> _To be done_: Reproduce verbatim every line from the one that includes "the girl's shadow" to the closing line of the entries; omit everything before it.

begin Data section

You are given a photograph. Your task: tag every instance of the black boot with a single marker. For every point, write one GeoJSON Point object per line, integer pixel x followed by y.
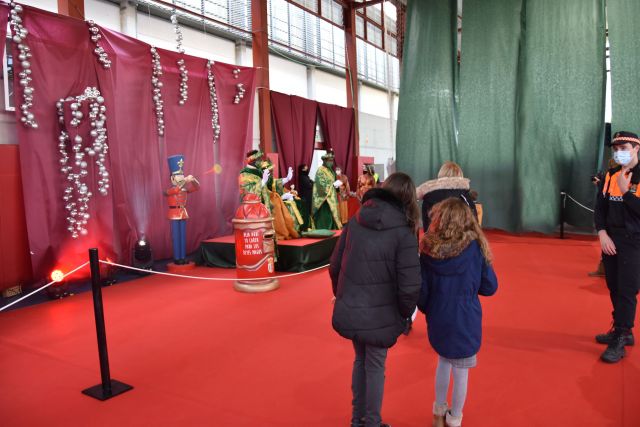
{"type": "Point", "coordinates": [615, 350]}
{"type": "Point", "coordinates": [609, 337]}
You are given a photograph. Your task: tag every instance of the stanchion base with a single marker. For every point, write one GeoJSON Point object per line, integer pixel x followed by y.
{"type": "Point", "coordinates": [181, 268]}
{"type": "Point", "coordinates": [255, 286]}
{"type": "Point", "coordinates": [97, 392]}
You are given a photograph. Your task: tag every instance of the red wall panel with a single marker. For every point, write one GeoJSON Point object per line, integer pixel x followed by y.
{"type": "Point", "coordinates": [15, 261]}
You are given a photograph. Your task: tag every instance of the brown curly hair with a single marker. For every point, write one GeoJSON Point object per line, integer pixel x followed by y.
{"type": "Point", "coordinates": [453, 227]}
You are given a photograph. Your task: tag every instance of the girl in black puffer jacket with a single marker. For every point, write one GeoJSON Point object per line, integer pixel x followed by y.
{"type": "Point", "coordinates": [375, 273]}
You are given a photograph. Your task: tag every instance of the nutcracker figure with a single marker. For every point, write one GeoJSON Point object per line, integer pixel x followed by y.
{"type": "Point", "coordinates": [177, 201]}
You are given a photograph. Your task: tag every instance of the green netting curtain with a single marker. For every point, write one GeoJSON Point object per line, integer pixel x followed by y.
{"type": "Point", "coordinates": [426, 131]}
{"type": "Point", "coordinates": [624, 43]}
{"type": "Point", "coordinates": [531, 103]}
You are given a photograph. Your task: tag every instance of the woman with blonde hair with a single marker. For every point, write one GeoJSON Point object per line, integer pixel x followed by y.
{"type": "Point", "coordinates": [456, 267]}
{"type": "Point", "coordinates": [450, 183]}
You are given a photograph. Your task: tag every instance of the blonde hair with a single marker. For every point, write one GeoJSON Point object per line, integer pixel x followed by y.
{"type": "Point", "coordinates": [453, 227]}
{"type": "Point", "coordinates": [450, 170]}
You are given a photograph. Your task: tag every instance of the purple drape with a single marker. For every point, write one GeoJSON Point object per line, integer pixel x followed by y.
{"type": "Point", "coordinates": [4, 18]}
{"type": "Point", "coordinates": [64, 65]}
{"type": "Point", "coordinates": [236, 137]}
{"type": "Point", "coordinates": [338, 128]}
{"type": "Point", "coordinates": [294, 124]}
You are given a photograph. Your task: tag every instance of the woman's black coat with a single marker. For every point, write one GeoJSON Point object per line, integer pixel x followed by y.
{"type": "Point", "coordinates": [375, 272]}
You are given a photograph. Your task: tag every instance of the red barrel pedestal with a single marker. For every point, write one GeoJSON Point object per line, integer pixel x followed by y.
{"type": "Point", "coordinates": [255, 247]}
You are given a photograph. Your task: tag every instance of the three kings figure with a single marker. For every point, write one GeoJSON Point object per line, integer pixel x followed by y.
{"type": "Point", "coordinates": [325, 210]}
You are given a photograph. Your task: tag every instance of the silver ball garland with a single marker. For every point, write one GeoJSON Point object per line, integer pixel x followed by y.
{"type": "Point", "coordinates": [213, 97]}
{"type": "Point", "coordinates": [239, 94]}
{"type": "Point", "coordinates": [77, 194]}
{"type": "Point", "coordinates": [178, 31]}
{"type": "Point", "coordinates": [19, 35]}
{"type": "Point", "coordinates": [184, 77]}
{"type": "Point", "coordinates": [102, 55]}
{"type": "Point", "coordinates": [157, 90]}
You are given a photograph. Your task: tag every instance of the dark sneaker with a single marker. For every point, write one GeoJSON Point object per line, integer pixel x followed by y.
{"type": "Point", "coordinates": [610, 337]}
{"type": "Point", "coordinates": [615, 351]}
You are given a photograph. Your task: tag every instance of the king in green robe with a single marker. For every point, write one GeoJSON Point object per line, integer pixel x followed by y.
{"type": "Point", "coordinates": [325, 212]}
{"type": "Point", "coordinates": [251, 177]}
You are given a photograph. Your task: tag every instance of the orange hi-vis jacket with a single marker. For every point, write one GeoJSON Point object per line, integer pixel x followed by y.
{"type": "Point", "coordinates": [615, 210]}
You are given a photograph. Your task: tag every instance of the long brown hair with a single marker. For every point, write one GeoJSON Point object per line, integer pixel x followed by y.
{"type": "Point", "coordinates": [402, 187]}
{"type": "Point", "coordinates": [453, 227]}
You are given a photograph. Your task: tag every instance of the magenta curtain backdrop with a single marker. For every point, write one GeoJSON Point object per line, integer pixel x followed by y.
{"type": "Point", "coordinates": [64, 65]}
{"type": "Point", "coordinates": [294, 124]}
{"type": "Point", "coordinates": [4, 18]}
{"type": "Point", "coordinates": [338, 128]}
{"type": "Point", "coordinates": [236, 121]}
{"type": "Point", "coordinates": [188, 132]}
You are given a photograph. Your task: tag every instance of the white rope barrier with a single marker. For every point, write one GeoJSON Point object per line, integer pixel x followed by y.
{"type": "Point", "coordinates": [162, 273]}
{"type": "Point", "coordinates": [184, 276]}
{"type": "Point", "coordinates": [44, 287]}
{"type": "Point", "coordinates": [577, 202]}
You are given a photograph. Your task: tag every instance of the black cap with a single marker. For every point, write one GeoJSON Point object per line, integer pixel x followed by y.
{"type": "Point", "coordinates": [623, 137]}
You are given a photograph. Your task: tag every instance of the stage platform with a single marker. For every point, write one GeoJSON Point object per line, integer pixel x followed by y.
{"type": "Point", "coordinates": [293, 255]}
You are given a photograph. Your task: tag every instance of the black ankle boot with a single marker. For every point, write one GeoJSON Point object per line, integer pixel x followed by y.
{"type": "Point", "coordinates": [615, 350]}
{"type": "Point", "coordinates": [610, 336]}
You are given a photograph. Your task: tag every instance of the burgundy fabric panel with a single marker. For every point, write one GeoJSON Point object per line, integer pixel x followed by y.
{"type": "Point", "coordinates": [294, 120]}
{"type": "Point", "coordinates": [236, 137]}
{"type": "Point", "coordinates": [137, 178]}
{"type": "Point", "coordinates": [338, 127]}
{"type": "Point", "coordinates": [188, 132]}
{"type": "Point", "coordinates": [4, 18]}
{"type": "Point", "coordinates": [62, 65]}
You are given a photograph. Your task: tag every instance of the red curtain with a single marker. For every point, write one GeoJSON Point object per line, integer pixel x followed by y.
{"type": "Point", "coordinates": [188, 132]}
{"type": "Point", "coordinates": [4, 18]}
{"type": "Point", "coordinates": [338, 129]}
{"type": "Point", "coordinates": [236, 137]}
{"type": "Point", "coordinates": [294, 123]}
{"type": "Point", "coordinates": [64, 65]}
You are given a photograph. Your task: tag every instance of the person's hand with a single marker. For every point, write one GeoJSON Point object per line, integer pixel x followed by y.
{"type": "Point", "coordinates": [624, 180]}
{"type": "Point", "coordinates": [607, 245]}
{"type": "Point", "coordinates": [265, 176]}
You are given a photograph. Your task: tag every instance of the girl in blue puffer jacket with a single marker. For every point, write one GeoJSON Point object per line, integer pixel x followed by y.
{"type": "Point", "coordinates": [456, 267]}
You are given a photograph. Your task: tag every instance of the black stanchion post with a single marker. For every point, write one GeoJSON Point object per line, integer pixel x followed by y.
{"type": "Point", "coordinates": [563, 199]}
{"type": "Point", "coordinates": [108, 388]}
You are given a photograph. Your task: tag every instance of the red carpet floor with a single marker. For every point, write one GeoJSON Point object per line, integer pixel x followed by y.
{"type": "Point", "coordinates": [199, 353]}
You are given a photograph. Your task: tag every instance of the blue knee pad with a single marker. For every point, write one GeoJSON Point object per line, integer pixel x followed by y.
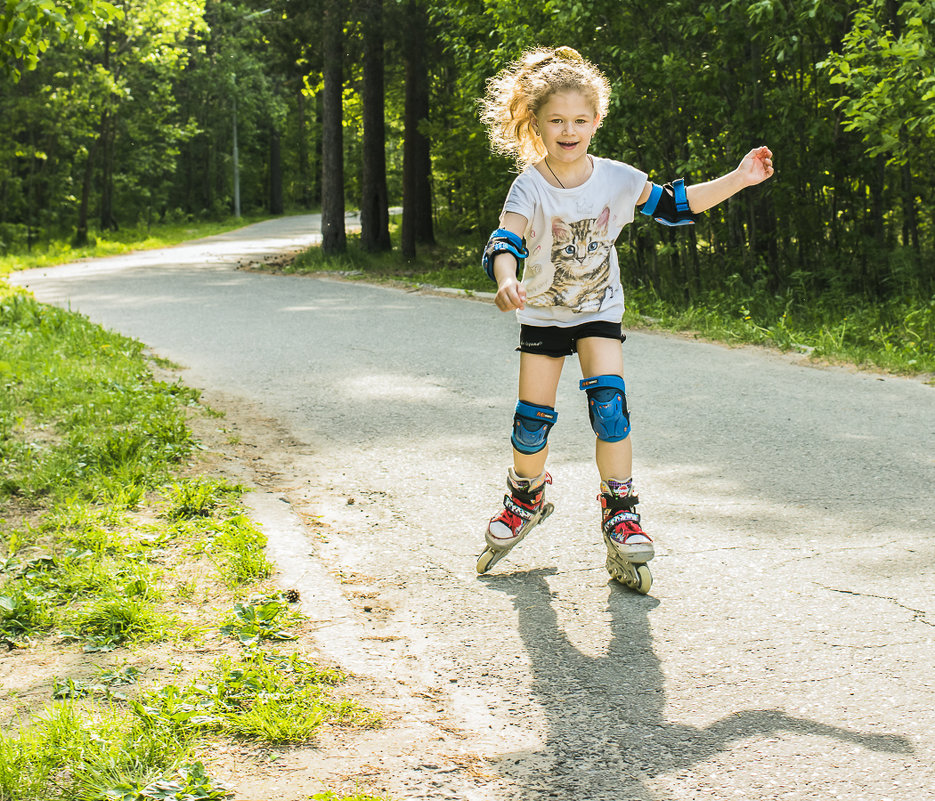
{"type": "Point", "coordinates": [531, 424]}
{"type": "Point", "coordinates": [607, 406]}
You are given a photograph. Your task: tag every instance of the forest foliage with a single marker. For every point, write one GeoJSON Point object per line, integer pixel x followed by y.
{"type": "Point", "coordinates": [123, 113]}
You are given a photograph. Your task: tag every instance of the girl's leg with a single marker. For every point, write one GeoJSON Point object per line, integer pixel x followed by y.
{"type": "Point", "coordinates": [603, 356]}
{"type": "Point", "coordinates": [524, 505]}
{"type": "Point", "coordinates": [627, 543]}
{"type": "Point", "coordinates": [538, 383]}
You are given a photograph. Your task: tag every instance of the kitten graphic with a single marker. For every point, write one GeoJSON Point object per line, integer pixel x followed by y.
{"type": "Point", "coordinates": [581, 255]}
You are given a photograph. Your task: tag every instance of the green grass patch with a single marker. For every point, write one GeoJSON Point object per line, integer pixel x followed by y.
{"type": "Point", "coordinates": [106, 550]}
{"type": "Point", "coordinates": [898, 336]}
{"type": "Point", "coordinates": [266, 696]}
{"type": "Point", "coordinates": [80, 413]}
{"type": "Point", "coordinates": [113, 243]}
{"type": "Point", "coordinates": [84, 752]}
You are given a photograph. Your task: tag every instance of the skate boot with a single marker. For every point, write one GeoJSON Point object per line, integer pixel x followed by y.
{"type": "Point", "coordinates": [523, 509]}
{"type": "Point", "coordinates": [629, 548]}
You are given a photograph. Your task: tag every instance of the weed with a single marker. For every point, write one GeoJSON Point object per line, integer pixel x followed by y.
{"type": "Point", "coordinates": [78, 752]}
{"type": "Point", "coordinates": [189, 783]}
{"type": "Point", "coordinates": [198, 497]}
{"type": "Point", "coordinates": [260, 619]}
{"type": "Point", "coordinates": [267, 697]}
{"type": "Point", "coordinates": [236, 547]}
{"type": "Point", "coordinates": [103, 685]}
{"type": "Point", "coordinates": [110, 622]}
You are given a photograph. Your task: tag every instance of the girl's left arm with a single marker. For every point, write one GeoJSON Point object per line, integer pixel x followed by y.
{"type": "Point", "coordinates": [755, 168]}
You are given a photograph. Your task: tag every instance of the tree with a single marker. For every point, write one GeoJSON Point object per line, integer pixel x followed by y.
{"type": "Point", "coordinates": [417, 163]}
{"type": "Point", "coordinates": [29, 27]}
{"type": "Point", "coordinates": [333, 236]}
{"type": "Point", "coordinates": [374, 212]}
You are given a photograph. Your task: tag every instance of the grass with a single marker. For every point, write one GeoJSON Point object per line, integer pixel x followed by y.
{"type": "Point", "coordinates": [116, 553]}
{"type": "Point", "coordinates": [896, 336]}
{"type": "Point", "coordinates": [112, 243]}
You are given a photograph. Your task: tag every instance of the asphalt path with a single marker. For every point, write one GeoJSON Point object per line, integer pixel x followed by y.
{"type": "Point", "coordinates": [786, 649]}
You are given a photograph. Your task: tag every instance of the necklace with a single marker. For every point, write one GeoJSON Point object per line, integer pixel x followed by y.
{"type": "Point", "coordinates": [553, 172]}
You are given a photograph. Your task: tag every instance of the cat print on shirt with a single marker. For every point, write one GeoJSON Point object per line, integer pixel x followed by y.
{"type": "Point", "coordinates": [581, 256]}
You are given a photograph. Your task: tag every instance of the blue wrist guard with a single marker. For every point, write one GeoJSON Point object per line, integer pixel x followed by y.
{"type": "Point", "coordinates": [669, 204]}
{"type": "Point", "coordinates": [503, 241]}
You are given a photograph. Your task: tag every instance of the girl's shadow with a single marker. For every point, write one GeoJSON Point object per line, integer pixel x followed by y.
{"type": "Point", "coordinates": [607, 732]}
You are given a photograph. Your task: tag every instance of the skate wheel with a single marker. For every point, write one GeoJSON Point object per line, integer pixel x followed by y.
{"type": "Point", "coordinates": [644, 580]}
{"type": "Point", "coordinates": [488, 558]}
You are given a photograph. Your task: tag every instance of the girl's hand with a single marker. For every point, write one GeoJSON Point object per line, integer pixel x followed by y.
{"type": "Point", "coordinates": [511, 294]}
{"type": "Point", "coordinates": [756, 166]}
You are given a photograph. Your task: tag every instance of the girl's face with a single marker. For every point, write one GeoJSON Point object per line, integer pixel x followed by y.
{"type": "Point", "coordinates": [566, 122]}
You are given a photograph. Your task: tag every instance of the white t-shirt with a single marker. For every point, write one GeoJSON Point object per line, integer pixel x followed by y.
{"type": "Point", "coordinates": [572, 275]}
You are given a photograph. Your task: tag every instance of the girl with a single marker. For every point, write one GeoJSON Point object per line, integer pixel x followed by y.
{"type": "Point", "coordinates": [561, 218]}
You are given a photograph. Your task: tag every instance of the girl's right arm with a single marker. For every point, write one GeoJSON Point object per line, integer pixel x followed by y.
{"type": "Point", "coordinates": [511, 294]}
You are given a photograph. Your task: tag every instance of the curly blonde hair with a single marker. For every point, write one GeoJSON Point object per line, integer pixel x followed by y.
{"type": "Point", "coordinates": [515, 95]}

end Data section

> _Reply_:
You are given a photograph. Your task: tag every instance of the girl's shadow with a single marker. For every point, write one GeoJSON Point object per line, integer pixel x followed by y.
{"type": "Point", "coordinates": [607, 732]}
You are given a photograph. Your task: tag every instance of the skate wheel with a single marker. For every point, write one GeoJSON Point object per line, integer pixel x followed by y.
{"type": "Point", "coordinates": [644, 580]}
{"type": "Point", "coordinates": [488, 558]}
You are given a photograph. Your task: tag every instance of the girl's hand with a single marker. For every point, write one GeoJSON Point object per line, integer pixel x followed by y.
{"type": "Point", "coordinates": [511, 294]}
{"type": "Point", "coordinates": [756, 166]}
You are given a photograph. Your task: tag every instance of the girl's face with a single marker. For every point, write one GeoJSON Point object per line, integer pixel x followed by y.
{"type": "Point", "coordinates": [566, 122]}
You are given a photograph. Your task: tag every instance of the white t-shirt with a single marker. For every point, write one GeoJSON Point object per line, integer pixel x followed by y.
{"type": "Point", "coordinates": [572, 275]}
You are given a photograph. Your task: tag every instance of the girl with a single marker. For every point, write one GeoJSON Point object per line, integer pixel x followed by y.
{"type": "Point", "coordinates": [561, 218]}
You are given a photograph. Your task: tag every instance of the girl's right arm with a single marker. For every point, write one GeoJSON Point object per line, integer pixel x followed by y.
{"type": "Point", "coordinates": [511, 294]}
You are given a photograph. Your task: tag every instance of the curly blonde hair with a single marker. For every point, write one GeoJSON Point object per line, integer pixel x followed by y.
{"type": "Point", "coordinates": [515, 95]}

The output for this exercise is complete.